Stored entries
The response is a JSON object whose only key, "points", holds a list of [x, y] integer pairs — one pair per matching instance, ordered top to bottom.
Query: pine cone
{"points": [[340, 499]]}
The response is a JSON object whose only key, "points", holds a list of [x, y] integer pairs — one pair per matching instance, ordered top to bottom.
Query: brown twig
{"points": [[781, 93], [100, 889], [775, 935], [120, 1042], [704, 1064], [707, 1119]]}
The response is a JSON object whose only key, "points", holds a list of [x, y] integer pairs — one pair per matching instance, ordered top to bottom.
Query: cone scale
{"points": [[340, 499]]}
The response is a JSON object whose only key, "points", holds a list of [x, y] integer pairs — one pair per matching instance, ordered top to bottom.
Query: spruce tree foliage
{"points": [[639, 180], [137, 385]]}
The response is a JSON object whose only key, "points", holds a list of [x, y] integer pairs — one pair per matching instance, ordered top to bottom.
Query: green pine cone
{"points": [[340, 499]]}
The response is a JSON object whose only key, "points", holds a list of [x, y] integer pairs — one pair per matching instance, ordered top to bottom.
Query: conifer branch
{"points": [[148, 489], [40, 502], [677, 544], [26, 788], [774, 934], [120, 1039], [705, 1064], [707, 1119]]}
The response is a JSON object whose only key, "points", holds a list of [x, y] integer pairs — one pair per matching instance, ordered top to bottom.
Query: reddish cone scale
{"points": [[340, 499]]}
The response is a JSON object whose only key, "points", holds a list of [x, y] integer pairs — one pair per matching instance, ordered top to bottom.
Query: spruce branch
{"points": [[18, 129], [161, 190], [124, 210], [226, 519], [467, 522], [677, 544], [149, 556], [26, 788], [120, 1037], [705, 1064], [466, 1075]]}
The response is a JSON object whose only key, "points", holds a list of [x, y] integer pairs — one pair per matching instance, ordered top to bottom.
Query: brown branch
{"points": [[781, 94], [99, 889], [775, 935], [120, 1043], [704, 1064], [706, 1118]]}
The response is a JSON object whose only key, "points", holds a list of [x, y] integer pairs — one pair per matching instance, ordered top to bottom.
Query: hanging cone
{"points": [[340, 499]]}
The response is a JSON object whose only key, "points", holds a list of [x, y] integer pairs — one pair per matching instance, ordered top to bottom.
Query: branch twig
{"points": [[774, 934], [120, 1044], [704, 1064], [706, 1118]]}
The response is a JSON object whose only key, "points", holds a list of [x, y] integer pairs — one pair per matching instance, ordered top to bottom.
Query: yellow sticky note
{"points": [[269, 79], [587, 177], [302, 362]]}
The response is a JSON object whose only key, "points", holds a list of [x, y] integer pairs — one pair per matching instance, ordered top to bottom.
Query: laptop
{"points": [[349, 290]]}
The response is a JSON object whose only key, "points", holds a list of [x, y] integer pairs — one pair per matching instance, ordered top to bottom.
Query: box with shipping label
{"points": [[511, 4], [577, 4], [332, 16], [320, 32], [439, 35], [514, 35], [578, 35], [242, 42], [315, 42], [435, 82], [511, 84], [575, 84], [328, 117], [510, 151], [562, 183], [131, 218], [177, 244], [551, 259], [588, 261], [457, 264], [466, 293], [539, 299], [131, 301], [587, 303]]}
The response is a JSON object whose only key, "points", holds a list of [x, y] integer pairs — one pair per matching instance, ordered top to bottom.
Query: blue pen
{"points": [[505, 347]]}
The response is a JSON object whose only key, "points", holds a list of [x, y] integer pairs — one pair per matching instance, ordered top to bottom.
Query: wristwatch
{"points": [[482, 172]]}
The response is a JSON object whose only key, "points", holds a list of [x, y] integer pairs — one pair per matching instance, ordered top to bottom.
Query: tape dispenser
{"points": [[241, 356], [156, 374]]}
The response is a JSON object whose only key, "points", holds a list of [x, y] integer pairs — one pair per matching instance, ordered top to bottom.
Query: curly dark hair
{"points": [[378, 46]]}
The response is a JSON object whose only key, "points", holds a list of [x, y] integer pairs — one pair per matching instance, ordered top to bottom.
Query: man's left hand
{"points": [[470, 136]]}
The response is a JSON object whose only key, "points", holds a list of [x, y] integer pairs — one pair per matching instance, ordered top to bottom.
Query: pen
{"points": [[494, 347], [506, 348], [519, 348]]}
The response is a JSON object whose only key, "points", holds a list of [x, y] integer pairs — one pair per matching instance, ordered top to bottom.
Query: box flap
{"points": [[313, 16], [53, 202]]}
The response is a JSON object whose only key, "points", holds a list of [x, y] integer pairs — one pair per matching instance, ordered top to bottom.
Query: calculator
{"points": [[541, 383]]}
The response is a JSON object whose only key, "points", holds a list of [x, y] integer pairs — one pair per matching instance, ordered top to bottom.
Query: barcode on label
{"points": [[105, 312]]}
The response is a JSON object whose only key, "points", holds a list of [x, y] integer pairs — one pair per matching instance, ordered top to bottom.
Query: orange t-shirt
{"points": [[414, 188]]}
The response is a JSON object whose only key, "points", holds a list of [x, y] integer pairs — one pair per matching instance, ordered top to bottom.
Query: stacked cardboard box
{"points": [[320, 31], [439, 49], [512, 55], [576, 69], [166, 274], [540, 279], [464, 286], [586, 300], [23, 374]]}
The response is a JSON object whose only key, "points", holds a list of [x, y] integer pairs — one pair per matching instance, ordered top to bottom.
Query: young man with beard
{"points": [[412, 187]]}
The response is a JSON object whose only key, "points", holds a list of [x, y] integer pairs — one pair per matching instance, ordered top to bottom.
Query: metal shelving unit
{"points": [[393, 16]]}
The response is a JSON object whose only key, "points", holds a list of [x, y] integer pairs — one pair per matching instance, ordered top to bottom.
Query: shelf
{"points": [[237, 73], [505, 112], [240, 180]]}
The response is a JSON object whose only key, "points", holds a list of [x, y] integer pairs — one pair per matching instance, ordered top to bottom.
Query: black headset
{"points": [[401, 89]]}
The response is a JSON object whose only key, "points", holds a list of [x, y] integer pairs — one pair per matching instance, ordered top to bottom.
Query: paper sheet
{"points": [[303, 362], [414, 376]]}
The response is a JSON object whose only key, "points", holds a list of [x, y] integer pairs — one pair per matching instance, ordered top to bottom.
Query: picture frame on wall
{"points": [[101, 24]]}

— EXERCISE DESCRIPTION —
Give each entry again, spelled exactly as shown.

— OUTPUT —
The response is a JSON object whose only key, "points", holds a list of [x, y] integer pairs — one pair per matching instance, ordered top to bottom.
Query: pine cone
{"points": [[340, 499]]}
The response is a JSON object whose only key, "points", holds a list of [x, y] integer pairs — one pair per matching instance, ordered top to bottom.
Query: brown twig
{"points": [[781, 93], [100, 889], [775, 935], [120, 1042], [704, 1064], [707, 1119]]}
The response is a JSON object whose only key, "points", holds a list of [x, y] integer pairs — one pair per matching instance, ordered top to bottom.
Query: cone scale
{"points": [[340, 499]]}
The response is a JSON object whose only key, "points", holds a list of [x, y] integer pairs — one pair per matching instance, ordered top to bottom.
Query: spruce tree foliage
{"points": [[639, 180], [137, 385]]}
The response is a JSON object whose only key, "points", holds a list of [x, y] integer pairs — one pair per matching instance, ordered top to bottom.
Query: green pine cone
{"points": [[340, 499]]}
The response is a JSON object whose only key, "points", holds a list of [x, y] integer pairs — one pair per matching instance, ordered top to bottom.
Query: conifer branch
{"points": [[148, 489], [40, 502], [677, 544], [26, 788], [774, 934], [120, 1039], [705, 1064], [707, 1119]]}
The response is a JSON object whose only key, "points", holds a list of [x, y] integer pairs — one pair per matching instance, ordered top to bottom.
Query: reddish cone scale
{"points": [[340, 499]]}
The response is a JSON object whose only key, "points", holds a list of [x, y] integer pairs — one pair per matching instance, ordered top to bottom.
Query: spruce branch
{"points": [[18, 129], [161, 190], [124, 210], [226, 519], [467, 522], [677, 544], [149, 556], [26, 788], [120, 1037], [705, 1064], [466, 1075]]}
The response is a JSON object whose only key, "points", holds a list of [x, y] integer pairs — one pair per matching instance, ordered top to bottom.
Query: brown branch
{"points": [[781, 94], [99, 889], [775, 935], [120, 1043], [704, 1064], [706, 1118]]}
The response is a JSON object whose only key, "points", holds a list of [x, y] integer pairs — one pair per matching instance, ordered top to bottom.
Query: hanging cone
{"points": [[340, 499]]}
The response is a JSON object whose only key, "points", holds a list of [x, y] integer pairs — one pair per matching instance, ordered top to bottom.
Query: branch twig
{"points": [[774, 934], [120, 1044], [704, 1064], [706, 1118]]}
The response is a JSON object whose only key, "points", holds a list of [x, y] integer pairs — one pair per matching instance, ordered top to bottom.
Query: yellow sticky note
{"points": [[269, 79], [587, 177], [302, 362]]}
The response is a JSON object whose only key, "points", holds a list of [x, y] integer pairs — one pair per matching instance, ordered top to bottom.
Query: laptop
{"points": [[349, 290]]}
The response is a JSON object whose only key, "points", holds a list of [x, y] integer pairs — one pair per matching instance, ordered top to bottom.
Query: box with shipping label
{"points": [[511, 4], [577, 4], [332, 16], [320, 32], [439, 35], [514, 35], [578, 35], [242, 42], [315, 42], [435, 82], [511, 84], [575, 84], [328, 117], [510, 151], [562, 183], [131, 218], [177, 244], [551, 259], [588, 261], [457, 264], [466, 293], [539, 299], [131, 301], [587, 303]]}
The response is a JSON object whose only key, "points", holds a list of [x, y] integer pairs — one pair per matching instance, ordered top to bottom.
Query: blue pen
{"points": [[505, 347]]}
The response is a JSON object whose only key, "points", holds a list of [x, y] integer pairs — one pair per matching instance, ordered top to bottom.
Query: wristwatch
{"points": [[482, 172]]}
The response is a JSON object whose only key, "points", holds a list of [x, y] integer pairs — one pair per matching instance, ordered top to bottom.
Query: tape dispenser
{"points": [[241, 356], [156, 374]]}
The response is a JSON object whose only key, "points", holds a list of [x, y] integer pairs — one pair per matching instance, ordered top to bottom.
Query: curly dark hair
{"points": [[378, 46]]}
The response is a JSON object whose only key, "points", holds a list of [x, y] integer pairs — one pair per matching instance, ordered top to bottom.
Query: man's left hand
{"points": [[470, 136]]}
The response is a JSON object whose only key, "points", holds a list of [x, y] integer pairs — one pair per matching instance, ordered top to bottom.
Query: pen
{"points": [[494, 347], [506, 348], [519, 348]]}
The response is a JSON object whose only key, "points", holds a list of [x, y] integer pairs — one pair per matching instance, ordered top to bottom.
Query: box flap
{"points": [[313, 16], [53, 202]]}
The response is a JSON object whose only key, "points", holds a list of [x, y] integer pairs — one pair per matching instance, ordered top to bottom.
Query: calculator
{"points": [[541, 383]]}
The response is a JSON object whose only key, "points", holds a list of [x, y] integer pairs — one pair per matching instance, ordered top to bottom.
Query: barcode on label
{"points": [[105, 312]]}
The response is a JSON object whose only key, "points", holds a list of [x, y] integer pairs — one pair per matching instance, ordered top to bottom.
Query: orange t-shirt
{"points": [[414, 188]]}
The response is a JSON object whose only key, "points", holds a list of [x, y] integer pairs — one pair per matching instance, ordered top to bottom.
Query: stacked cardboard box
{"points": [[320, 31], [439, 49], [512, 55], [576, 69], [166, 274], [540, 279], [464, 286], [586, 300], [23, 374]]}
The response is a JSON object whose only key, "points", holds a list of [x, y] integer pairs — one pair per matching instance, ordered top to bottom.
Query: young man with beard
{"points": [[412, 187]]}
The response is a JSON object whose only key, "points", holds a list of [x, y] integer pairs — one pair per matching instance, ordered top to bottom.
Query: metal shelving unit
{"points": [[393, 16]]}
The response is a JSON object whose only key, "points", holds a list of [x, y] integer pairs — one pair per matching instance, ordered top to bottom.
Query: shelf
{"points": [[237, 73], [505, 112], [240, 180]]}
The response is a JSON object whose only key, "points", holds a list of [x, y] integer pairs — one pair per matching instance, ordered top to bottom.
Query: black headset
{"points": [[401, 89]]}
The response is a JSON object whose only key, "points", holds a list of [x, y] integer pairs — one pair per matching instance, ordered top to bottom.
Query: paper sheet
{"points": [[303, 362], [414, 376]]}
The response is a JSON object whose only key, "points", holds a list of [x, y] integer pairs — one pair per matching instance, ordered top to bottom.
Query: picture frame on wall
{"points": [[101, 24]]}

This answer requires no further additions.